-------- Document passage --------
This coalition of “virus hunters” has already discovered all sorts of new ailments.

AFP

In labs around the world, a network of doctors and researchers is working to identify new viral threats, some of which are linked to climate change, in hopes of preventing the next pandemic.

This coalition of “virus hunters,” as it calls itself, has already discovered all sorts of new ailments, from an unusual tick-borne disease in Thailand to the surprise outbreak in Colombia of an infection carried by midges.

“The list of things we need to worry about, as we’ve seen with COVID-19, is not static,” says Gavin Cloherty, an infectious disease expert who leads the Abbott Pandemic Defense Coalition. “We need to keep a close eye on how the bad guys we already know are evolving, but also the new ones that are coming along,” he says.
-------- Material shown --------
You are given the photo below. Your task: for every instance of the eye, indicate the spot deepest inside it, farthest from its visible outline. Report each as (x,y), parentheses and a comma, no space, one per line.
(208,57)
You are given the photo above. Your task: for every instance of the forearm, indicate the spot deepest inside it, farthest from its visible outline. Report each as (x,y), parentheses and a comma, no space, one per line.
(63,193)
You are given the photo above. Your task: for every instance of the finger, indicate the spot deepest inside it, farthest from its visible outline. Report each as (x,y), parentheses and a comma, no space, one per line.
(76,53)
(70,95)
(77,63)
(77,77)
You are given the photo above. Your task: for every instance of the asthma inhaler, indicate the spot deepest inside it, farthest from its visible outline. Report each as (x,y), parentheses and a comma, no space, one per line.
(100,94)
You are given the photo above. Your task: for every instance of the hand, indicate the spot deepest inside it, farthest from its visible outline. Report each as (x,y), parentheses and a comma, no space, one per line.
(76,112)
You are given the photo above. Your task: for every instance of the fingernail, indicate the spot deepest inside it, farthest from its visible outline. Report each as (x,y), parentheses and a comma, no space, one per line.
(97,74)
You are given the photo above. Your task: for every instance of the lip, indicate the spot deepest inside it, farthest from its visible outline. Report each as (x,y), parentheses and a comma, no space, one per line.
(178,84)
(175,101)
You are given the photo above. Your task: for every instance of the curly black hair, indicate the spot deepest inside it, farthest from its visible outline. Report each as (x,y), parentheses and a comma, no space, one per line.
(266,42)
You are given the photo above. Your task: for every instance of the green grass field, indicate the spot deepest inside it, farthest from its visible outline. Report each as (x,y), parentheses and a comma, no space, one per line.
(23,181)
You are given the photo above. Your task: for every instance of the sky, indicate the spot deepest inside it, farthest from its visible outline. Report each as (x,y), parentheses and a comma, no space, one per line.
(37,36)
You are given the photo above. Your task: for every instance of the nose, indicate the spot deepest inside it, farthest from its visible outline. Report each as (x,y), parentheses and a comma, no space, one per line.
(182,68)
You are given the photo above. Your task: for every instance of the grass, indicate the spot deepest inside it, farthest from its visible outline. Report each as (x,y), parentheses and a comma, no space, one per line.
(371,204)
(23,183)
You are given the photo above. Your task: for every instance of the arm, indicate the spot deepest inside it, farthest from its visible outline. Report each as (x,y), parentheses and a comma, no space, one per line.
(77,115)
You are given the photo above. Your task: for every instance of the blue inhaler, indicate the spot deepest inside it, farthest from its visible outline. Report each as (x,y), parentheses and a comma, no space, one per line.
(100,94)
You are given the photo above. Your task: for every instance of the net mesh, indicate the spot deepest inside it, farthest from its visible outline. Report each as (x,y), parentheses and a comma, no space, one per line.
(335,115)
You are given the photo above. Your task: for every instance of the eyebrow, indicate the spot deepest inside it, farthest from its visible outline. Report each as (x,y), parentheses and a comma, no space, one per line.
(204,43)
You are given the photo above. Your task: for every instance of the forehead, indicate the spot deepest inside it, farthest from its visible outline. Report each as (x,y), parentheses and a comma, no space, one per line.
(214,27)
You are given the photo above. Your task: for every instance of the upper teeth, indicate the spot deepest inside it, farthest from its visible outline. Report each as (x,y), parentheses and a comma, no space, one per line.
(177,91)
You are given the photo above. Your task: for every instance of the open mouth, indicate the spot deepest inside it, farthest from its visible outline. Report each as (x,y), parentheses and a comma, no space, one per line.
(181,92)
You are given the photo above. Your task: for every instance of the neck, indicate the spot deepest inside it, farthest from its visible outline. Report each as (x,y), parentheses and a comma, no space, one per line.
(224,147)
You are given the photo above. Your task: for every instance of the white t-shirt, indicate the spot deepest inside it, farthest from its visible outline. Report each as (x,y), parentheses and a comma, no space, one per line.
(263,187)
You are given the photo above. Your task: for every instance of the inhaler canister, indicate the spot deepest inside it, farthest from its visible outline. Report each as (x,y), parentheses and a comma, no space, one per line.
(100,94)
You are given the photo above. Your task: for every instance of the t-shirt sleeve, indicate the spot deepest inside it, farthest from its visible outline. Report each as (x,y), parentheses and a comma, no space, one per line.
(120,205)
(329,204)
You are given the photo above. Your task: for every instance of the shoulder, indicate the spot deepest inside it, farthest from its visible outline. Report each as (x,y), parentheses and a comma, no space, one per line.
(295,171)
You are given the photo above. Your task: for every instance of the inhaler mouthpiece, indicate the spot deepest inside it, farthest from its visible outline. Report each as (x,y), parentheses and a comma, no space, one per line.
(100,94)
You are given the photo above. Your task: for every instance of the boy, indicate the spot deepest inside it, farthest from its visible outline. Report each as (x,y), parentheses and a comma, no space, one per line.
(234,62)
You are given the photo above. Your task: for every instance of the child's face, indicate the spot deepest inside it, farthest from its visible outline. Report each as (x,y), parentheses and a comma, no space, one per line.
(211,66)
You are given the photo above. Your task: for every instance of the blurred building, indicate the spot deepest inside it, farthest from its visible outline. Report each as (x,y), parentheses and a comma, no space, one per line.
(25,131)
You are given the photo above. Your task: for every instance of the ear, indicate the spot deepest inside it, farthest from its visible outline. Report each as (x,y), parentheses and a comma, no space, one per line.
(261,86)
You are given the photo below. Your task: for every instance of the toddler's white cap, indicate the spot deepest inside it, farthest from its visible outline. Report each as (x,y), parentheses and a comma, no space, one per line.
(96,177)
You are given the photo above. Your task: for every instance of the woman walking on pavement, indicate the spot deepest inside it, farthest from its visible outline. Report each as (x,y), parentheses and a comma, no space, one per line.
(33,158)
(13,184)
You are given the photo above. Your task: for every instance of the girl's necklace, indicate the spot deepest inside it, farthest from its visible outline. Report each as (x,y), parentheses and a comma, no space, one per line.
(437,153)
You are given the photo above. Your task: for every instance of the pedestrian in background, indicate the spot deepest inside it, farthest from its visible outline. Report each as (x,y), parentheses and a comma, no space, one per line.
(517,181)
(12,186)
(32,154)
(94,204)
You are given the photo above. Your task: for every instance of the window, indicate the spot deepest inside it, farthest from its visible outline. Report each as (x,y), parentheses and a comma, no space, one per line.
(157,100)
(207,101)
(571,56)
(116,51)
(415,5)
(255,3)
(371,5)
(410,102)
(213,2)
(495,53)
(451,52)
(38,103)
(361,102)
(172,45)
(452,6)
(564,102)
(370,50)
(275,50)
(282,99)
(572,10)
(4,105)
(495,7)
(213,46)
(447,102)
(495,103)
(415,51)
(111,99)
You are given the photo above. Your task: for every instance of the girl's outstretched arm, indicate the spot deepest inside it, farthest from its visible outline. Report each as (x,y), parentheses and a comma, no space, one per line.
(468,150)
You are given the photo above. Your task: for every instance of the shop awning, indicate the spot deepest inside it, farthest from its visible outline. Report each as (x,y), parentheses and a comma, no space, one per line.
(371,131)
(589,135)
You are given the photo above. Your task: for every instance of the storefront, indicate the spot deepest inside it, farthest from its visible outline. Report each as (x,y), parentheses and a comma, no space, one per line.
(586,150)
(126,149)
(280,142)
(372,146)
--------
> [Parts of the exercise]
A) Can you repeat the virus hunters passage word for word, starting at "In labs around" and ending at "the next pandemic."?
B) Which diseases or infections does the virus hunters passage mention?
The records are separate material from the passage above.

> [Answer set]
A)
In labs around the world, a network of doctors and researchers is working to identify new viral threats, some of which are linked to climate change, in hopes of preventing the next pandemic.

B)
- An unusual tick-borne disease in Thailand
- An infection carried by midges, in a surprise outbreak in Colombia
- COVID-19